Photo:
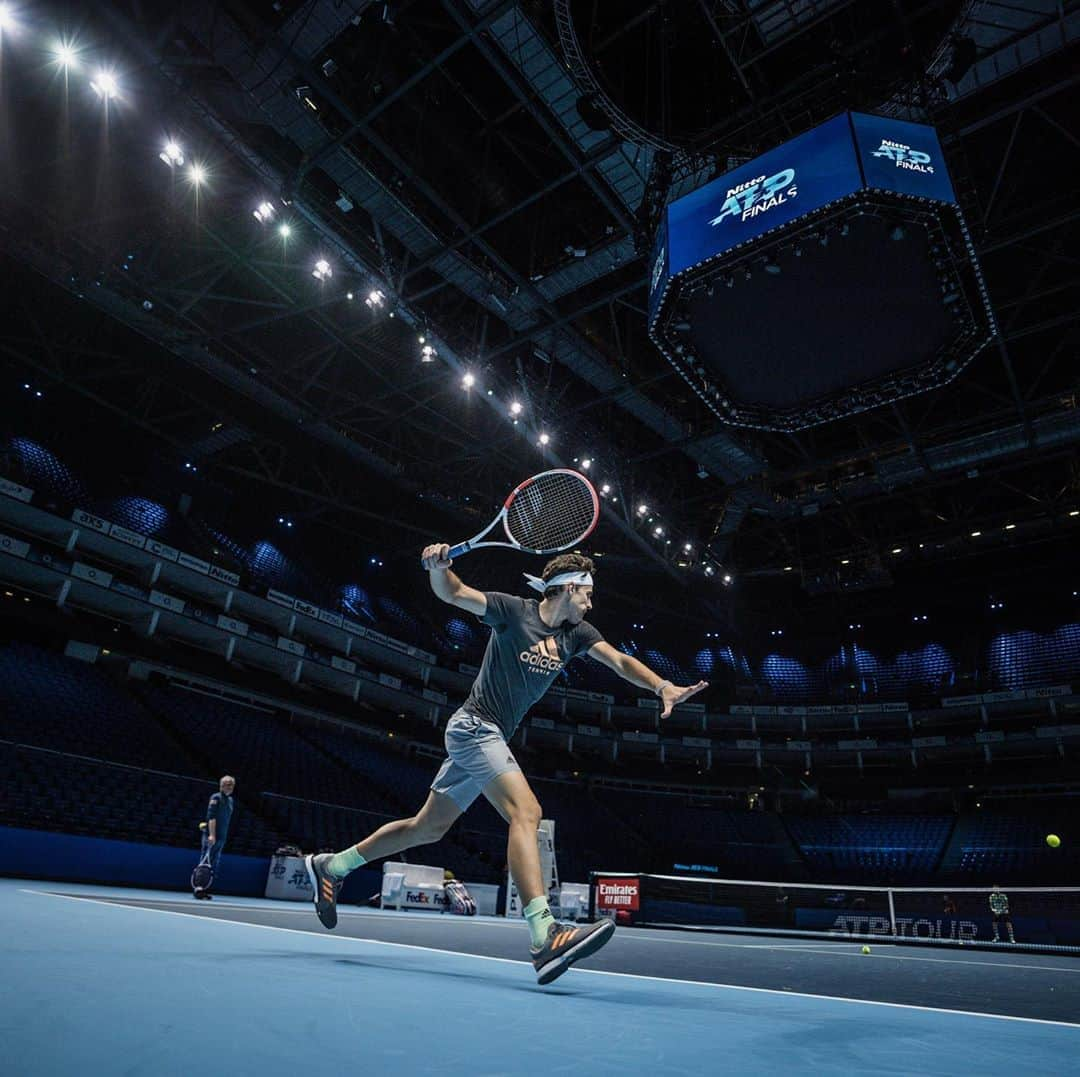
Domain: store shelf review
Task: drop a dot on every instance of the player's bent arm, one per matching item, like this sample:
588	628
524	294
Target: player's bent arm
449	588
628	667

◆ ◆ ◆ ◆

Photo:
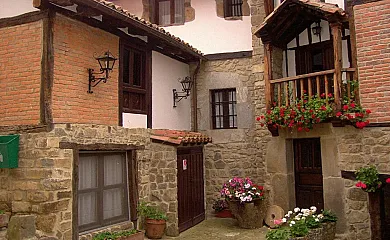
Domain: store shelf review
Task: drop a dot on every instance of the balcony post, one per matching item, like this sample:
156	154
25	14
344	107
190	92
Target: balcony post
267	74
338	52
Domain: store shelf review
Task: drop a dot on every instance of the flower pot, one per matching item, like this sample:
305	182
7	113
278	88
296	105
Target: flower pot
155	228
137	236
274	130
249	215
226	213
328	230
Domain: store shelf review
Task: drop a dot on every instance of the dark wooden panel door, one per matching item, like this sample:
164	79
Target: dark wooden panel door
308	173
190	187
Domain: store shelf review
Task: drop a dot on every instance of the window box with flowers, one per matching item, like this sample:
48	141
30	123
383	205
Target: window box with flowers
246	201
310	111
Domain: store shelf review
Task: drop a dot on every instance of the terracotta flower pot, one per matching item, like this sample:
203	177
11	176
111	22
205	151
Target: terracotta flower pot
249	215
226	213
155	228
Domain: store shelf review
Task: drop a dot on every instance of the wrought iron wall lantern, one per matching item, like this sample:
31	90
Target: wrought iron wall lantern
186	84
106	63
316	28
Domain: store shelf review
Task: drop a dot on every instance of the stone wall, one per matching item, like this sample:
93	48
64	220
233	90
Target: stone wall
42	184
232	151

◆ ◆ ◆ ◆

Return each line of the entries that holds the string "Task".

Task: drop a dot on every instance of the player's bent arm, one per matching item, like this sample:
Task: drop a dot on every instance of the balcony post, one per matching item, like this sample:
Task: drop a dot on every instance of the flower pot, one per matching item, like this sample:
Task: drop a dot on every instance of the dark wooden panel door, one per matching item, like this sample:
Task: drop a dot on every instance of the window box with flowers, one per matching item, like this sample:
Task: drop a dot on every instance of the terracotta flower pot, one per matching item, like this sample:
Task: drop a dot on every instance of the wrought iron wall lantern, one per matching item, like this sample:
Task: drop a dot on every instance of the stone wall, one per matching item, like this sample:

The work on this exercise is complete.